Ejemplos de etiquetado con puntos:

# # # # #

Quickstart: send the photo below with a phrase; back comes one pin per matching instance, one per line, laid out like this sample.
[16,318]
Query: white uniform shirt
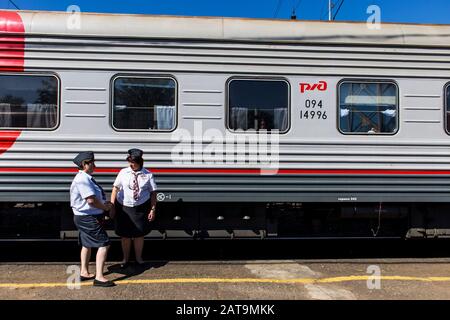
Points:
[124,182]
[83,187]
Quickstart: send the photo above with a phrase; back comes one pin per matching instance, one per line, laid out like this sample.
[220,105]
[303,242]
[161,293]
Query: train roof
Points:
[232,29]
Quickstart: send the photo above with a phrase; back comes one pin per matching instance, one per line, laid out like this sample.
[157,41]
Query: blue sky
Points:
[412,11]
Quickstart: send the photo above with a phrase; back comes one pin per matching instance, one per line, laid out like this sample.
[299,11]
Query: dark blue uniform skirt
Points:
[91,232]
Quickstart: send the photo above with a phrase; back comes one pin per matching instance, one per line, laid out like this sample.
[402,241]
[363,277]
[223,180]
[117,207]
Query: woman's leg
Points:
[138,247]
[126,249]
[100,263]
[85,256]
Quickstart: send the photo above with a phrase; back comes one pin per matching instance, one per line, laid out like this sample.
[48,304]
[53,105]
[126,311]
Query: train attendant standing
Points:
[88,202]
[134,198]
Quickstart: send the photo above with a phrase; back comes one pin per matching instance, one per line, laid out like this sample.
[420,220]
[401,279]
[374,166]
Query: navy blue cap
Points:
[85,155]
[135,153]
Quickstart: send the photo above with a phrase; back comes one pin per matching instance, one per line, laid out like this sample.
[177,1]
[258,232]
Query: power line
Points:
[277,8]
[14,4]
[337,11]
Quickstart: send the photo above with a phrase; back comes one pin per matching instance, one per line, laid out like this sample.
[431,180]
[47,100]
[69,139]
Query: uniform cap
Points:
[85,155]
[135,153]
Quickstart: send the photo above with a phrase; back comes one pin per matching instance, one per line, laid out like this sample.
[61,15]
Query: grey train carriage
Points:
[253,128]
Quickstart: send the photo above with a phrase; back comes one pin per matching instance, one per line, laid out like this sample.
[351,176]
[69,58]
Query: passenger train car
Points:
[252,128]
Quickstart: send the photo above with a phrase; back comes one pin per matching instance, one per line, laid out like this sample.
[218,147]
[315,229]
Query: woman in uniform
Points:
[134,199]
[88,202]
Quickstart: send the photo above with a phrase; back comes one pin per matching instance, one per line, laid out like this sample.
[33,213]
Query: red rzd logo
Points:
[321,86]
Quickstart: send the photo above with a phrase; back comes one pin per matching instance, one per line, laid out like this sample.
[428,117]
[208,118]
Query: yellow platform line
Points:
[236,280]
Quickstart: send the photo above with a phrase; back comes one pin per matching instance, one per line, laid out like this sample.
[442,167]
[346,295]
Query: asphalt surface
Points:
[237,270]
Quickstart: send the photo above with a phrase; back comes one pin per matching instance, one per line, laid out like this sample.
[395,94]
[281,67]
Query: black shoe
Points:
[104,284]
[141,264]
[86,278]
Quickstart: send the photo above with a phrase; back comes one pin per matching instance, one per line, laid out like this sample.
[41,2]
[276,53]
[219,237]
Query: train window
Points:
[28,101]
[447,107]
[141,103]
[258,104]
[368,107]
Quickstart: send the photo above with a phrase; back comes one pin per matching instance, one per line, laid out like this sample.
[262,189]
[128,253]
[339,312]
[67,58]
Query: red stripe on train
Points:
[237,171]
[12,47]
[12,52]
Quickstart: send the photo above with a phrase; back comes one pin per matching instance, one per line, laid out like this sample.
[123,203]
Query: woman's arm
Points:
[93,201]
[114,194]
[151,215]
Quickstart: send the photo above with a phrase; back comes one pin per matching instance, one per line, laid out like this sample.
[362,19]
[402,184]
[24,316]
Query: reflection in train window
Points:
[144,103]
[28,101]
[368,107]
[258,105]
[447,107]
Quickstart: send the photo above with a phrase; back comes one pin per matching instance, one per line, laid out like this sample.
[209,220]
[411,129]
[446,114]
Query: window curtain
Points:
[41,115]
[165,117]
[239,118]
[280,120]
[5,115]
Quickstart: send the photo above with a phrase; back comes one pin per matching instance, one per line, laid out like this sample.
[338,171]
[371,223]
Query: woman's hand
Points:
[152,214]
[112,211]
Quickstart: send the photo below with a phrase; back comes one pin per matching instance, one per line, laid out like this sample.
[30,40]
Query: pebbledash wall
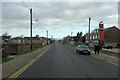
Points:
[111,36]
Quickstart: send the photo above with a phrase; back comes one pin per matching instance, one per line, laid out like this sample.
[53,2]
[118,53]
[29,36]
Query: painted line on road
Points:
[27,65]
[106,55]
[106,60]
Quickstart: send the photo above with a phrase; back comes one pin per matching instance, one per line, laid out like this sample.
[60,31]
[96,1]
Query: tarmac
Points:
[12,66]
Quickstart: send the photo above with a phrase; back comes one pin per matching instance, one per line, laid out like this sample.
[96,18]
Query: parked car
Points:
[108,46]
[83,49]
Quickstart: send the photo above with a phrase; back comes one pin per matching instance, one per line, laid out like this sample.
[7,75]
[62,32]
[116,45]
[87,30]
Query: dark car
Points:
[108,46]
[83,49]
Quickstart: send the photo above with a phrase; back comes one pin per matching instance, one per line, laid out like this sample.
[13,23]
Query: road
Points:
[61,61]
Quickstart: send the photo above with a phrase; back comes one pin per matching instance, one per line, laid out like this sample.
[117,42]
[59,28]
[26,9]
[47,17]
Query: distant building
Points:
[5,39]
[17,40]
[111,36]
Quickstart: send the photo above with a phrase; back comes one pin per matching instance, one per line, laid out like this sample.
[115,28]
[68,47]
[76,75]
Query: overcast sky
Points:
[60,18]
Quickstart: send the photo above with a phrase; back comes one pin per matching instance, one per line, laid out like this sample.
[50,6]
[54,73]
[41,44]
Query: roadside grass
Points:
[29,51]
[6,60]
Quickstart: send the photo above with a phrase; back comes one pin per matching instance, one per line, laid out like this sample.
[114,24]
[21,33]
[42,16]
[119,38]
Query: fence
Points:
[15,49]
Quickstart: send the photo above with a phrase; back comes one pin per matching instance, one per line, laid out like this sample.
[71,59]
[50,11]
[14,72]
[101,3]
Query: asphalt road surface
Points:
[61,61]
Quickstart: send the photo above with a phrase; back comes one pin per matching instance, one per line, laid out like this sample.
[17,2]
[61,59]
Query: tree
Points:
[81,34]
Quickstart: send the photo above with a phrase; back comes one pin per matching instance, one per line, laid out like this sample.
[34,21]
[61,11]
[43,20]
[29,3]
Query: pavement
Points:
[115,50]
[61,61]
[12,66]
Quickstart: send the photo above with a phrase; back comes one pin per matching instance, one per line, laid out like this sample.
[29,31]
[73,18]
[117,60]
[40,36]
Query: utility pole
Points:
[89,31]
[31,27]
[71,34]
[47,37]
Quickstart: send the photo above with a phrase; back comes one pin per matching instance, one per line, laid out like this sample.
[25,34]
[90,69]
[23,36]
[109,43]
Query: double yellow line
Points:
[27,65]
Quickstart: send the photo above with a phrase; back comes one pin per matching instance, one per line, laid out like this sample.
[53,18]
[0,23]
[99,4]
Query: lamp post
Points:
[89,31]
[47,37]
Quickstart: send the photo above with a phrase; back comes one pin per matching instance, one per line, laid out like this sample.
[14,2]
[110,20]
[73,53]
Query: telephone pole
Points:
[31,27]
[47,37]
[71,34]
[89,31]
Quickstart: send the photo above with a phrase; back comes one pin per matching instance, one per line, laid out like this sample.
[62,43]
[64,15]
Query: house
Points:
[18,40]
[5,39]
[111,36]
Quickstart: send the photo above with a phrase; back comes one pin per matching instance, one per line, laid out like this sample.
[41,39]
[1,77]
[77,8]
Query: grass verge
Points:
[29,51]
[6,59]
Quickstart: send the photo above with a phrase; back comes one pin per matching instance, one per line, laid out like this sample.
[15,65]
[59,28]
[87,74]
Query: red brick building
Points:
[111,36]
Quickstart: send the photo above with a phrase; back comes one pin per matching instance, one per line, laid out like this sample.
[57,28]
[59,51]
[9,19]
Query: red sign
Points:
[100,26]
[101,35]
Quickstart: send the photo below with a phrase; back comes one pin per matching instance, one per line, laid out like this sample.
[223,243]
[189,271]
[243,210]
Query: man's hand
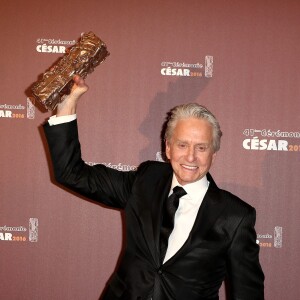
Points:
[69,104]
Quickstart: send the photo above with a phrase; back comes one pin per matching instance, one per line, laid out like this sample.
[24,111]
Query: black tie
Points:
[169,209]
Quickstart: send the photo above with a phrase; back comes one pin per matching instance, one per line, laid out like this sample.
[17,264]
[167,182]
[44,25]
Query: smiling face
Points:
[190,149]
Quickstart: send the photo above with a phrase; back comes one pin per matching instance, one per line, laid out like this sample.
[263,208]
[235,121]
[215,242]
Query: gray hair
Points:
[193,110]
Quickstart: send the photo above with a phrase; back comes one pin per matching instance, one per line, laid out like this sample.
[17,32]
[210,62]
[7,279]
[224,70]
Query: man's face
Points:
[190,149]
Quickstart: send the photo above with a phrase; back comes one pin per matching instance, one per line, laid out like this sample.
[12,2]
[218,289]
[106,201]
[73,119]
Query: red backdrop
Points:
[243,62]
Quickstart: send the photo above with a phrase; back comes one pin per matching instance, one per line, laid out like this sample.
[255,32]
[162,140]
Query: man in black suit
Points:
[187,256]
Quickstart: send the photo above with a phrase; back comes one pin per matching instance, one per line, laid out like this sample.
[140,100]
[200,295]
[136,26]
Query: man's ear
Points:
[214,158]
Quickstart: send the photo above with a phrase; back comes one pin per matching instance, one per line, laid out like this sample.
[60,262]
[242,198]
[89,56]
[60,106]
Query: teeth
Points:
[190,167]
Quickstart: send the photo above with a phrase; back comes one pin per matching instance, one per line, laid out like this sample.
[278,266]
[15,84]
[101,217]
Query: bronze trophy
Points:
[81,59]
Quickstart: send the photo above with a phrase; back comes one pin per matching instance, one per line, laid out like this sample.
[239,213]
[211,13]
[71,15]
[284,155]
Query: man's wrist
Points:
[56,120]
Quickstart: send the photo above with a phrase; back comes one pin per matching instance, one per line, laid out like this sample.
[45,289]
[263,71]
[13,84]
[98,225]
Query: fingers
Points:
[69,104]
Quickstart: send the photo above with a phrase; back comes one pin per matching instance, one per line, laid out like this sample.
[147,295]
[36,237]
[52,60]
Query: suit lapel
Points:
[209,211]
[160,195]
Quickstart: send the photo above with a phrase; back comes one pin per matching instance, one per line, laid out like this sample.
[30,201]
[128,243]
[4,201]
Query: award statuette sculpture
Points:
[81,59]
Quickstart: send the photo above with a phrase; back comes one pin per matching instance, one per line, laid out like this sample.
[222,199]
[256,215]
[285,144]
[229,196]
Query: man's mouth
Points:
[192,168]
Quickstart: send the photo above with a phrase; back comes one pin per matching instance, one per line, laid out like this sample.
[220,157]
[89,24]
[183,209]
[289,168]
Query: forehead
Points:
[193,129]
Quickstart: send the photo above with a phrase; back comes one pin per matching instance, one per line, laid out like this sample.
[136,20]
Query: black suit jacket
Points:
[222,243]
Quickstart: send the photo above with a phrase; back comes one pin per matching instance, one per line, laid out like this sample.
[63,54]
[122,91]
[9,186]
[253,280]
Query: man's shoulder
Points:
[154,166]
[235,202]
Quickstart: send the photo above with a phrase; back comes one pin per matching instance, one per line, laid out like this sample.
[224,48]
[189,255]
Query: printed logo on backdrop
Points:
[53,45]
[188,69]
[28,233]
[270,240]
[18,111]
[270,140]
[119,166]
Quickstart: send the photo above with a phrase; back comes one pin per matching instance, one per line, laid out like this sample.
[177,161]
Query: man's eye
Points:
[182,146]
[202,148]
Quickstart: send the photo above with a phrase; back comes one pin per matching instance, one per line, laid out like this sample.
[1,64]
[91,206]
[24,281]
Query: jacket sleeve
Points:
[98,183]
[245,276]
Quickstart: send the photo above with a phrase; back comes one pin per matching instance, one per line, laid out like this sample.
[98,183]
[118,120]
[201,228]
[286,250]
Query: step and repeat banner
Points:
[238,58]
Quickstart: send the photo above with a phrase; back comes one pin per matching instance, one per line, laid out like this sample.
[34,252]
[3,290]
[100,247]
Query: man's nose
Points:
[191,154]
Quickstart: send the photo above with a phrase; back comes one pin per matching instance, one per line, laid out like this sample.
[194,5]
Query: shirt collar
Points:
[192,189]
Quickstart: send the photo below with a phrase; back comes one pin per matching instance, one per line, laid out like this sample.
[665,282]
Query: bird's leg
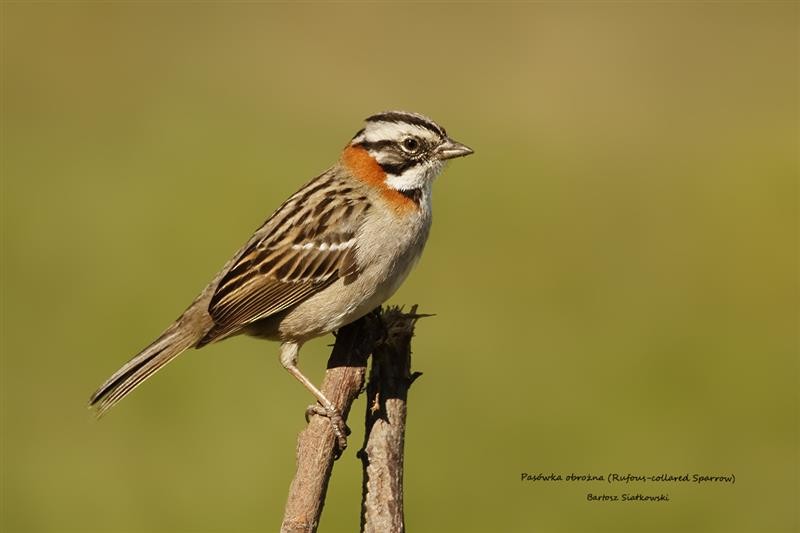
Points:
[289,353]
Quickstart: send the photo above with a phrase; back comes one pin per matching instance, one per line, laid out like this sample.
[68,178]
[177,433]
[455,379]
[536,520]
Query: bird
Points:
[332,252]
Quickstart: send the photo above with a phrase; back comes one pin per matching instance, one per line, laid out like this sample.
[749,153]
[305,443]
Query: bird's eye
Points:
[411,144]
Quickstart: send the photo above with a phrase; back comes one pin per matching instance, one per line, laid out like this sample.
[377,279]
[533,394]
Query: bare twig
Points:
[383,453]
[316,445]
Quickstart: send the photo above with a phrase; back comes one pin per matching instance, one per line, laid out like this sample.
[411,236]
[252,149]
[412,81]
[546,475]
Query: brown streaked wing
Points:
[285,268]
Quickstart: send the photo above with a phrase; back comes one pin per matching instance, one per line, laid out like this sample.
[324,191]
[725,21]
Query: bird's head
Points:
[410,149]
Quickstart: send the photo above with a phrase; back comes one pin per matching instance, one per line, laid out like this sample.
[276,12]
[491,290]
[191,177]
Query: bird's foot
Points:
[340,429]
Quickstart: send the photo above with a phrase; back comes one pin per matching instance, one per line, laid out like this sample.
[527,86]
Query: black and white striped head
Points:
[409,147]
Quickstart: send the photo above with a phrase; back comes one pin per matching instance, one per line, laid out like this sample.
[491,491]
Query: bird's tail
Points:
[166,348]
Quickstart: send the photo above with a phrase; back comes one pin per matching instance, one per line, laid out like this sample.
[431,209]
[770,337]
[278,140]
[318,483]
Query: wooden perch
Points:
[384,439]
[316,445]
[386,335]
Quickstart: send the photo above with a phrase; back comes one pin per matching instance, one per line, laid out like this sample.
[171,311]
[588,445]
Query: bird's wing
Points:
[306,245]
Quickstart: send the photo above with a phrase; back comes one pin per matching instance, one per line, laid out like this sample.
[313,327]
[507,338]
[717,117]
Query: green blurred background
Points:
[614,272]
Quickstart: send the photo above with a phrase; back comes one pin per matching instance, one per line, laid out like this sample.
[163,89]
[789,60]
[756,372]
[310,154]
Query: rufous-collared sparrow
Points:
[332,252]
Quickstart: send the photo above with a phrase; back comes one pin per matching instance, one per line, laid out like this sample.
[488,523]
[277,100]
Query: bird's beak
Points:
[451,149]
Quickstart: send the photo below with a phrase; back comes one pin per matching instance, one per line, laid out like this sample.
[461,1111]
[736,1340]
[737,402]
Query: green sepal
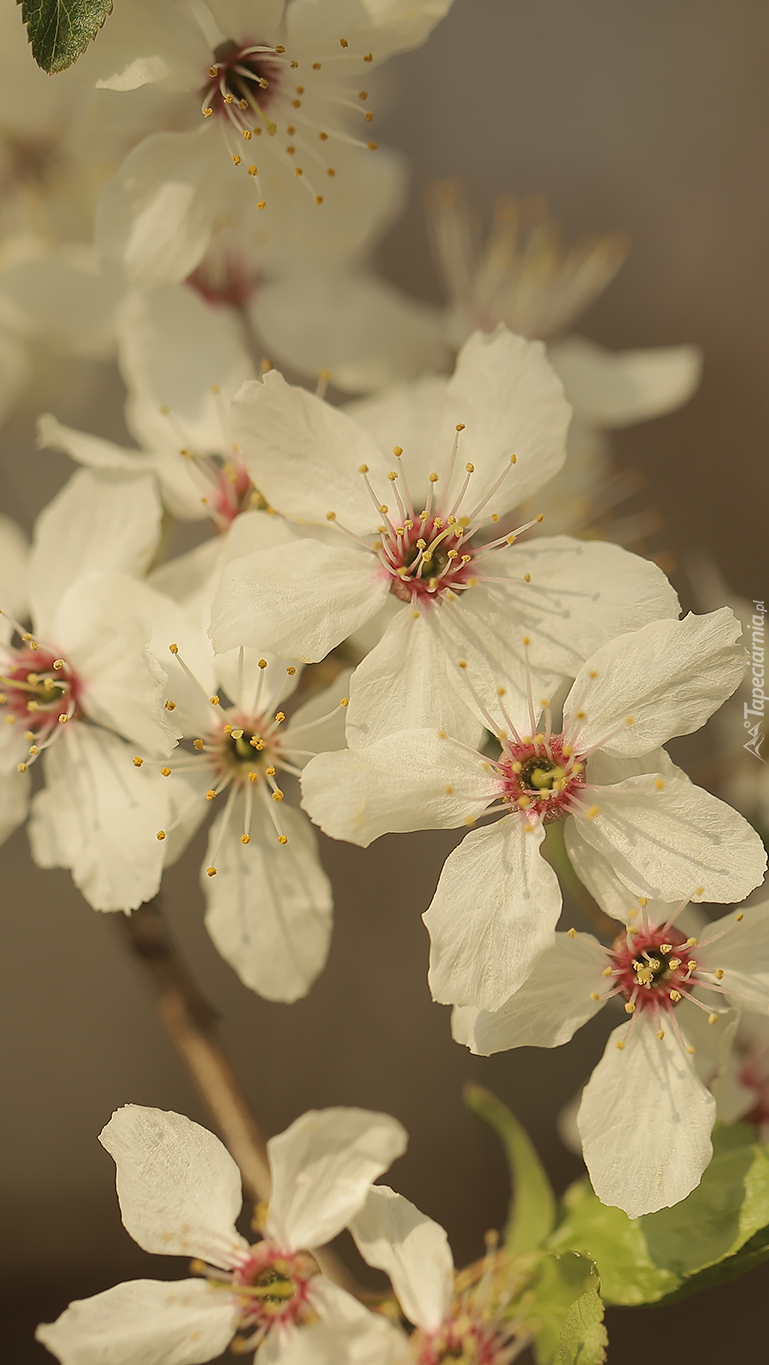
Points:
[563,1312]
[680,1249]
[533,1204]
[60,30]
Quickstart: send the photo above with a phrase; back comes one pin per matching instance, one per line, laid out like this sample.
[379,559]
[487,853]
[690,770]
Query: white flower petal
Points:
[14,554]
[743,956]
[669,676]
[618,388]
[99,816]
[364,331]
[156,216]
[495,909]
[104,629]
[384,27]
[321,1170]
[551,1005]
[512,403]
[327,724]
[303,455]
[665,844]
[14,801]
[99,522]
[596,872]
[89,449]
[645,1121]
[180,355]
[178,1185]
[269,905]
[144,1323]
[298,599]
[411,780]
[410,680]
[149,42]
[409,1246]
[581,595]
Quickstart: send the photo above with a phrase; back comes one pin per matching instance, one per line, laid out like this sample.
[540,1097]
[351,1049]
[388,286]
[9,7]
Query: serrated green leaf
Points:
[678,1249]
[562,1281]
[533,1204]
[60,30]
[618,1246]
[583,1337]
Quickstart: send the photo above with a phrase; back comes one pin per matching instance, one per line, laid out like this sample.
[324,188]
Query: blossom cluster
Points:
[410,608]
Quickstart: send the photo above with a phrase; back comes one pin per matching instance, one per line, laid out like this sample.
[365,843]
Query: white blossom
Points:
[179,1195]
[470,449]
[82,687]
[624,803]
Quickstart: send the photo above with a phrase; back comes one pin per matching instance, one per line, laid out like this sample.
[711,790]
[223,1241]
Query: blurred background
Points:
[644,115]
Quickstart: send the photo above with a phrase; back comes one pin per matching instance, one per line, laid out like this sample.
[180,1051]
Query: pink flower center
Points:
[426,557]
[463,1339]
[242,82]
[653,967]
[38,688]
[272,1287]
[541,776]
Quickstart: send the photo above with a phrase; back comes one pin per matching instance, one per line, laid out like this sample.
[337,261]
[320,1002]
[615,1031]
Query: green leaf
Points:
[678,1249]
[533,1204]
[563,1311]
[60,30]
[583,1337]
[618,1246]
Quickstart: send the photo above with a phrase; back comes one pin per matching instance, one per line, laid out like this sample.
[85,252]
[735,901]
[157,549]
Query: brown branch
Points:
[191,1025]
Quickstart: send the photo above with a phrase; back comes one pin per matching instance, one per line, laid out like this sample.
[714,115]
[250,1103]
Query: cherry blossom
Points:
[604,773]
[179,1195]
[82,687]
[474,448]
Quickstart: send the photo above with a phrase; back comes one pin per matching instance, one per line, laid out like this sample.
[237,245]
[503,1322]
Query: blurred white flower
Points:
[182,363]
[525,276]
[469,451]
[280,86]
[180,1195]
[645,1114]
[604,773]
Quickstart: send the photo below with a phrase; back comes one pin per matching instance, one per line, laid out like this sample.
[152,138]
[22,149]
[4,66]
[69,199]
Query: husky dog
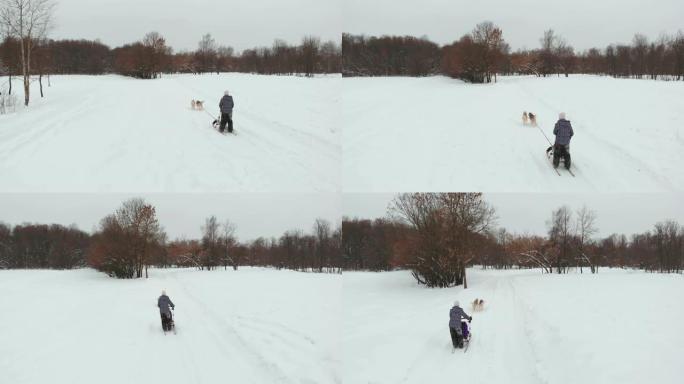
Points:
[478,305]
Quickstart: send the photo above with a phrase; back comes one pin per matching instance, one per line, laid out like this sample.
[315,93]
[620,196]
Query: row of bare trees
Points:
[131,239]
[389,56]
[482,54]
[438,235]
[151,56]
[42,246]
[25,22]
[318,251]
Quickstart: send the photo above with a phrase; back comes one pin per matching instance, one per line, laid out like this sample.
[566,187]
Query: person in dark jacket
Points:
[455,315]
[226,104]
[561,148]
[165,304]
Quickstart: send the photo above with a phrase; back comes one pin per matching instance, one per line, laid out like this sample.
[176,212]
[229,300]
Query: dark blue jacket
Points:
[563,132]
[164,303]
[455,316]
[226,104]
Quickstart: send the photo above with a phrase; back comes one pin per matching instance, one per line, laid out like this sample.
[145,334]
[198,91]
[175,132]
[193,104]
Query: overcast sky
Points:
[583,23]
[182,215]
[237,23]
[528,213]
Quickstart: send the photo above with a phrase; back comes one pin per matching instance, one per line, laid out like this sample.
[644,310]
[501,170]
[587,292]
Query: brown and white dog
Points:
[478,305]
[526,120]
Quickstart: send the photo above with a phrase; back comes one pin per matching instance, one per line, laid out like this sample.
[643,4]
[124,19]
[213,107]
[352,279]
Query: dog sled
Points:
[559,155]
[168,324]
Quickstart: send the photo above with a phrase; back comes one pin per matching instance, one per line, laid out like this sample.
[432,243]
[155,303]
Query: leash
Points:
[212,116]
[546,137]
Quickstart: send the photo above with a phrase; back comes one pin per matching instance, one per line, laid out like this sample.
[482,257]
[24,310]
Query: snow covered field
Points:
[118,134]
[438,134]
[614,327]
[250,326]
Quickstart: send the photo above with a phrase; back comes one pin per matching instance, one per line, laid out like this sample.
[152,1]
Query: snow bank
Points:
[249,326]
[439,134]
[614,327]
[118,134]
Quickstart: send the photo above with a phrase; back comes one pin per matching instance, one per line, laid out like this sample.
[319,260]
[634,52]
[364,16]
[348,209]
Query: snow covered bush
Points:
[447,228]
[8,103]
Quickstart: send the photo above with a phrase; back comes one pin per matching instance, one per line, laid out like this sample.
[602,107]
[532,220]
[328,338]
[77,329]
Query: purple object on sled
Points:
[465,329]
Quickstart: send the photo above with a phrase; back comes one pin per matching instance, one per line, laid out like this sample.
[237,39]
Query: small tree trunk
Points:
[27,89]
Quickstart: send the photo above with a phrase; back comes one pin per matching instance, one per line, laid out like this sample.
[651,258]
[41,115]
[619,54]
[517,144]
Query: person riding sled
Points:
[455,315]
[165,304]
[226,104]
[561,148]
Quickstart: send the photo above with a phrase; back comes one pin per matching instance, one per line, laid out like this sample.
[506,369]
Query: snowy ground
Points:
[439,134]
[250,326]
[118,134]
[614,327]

# # # # #

__PROBLEMA BREVE__
Reporta cada línea de los datos de arriba que contenga la palabra "white" y cópiala entera.

__RESPUESTA A LA TAREA__
Query: white uniform shirt
Query: black and white striped head
Query: white flower petal
Query: white blossom
Query: blurred white flower
Query: brown and white dog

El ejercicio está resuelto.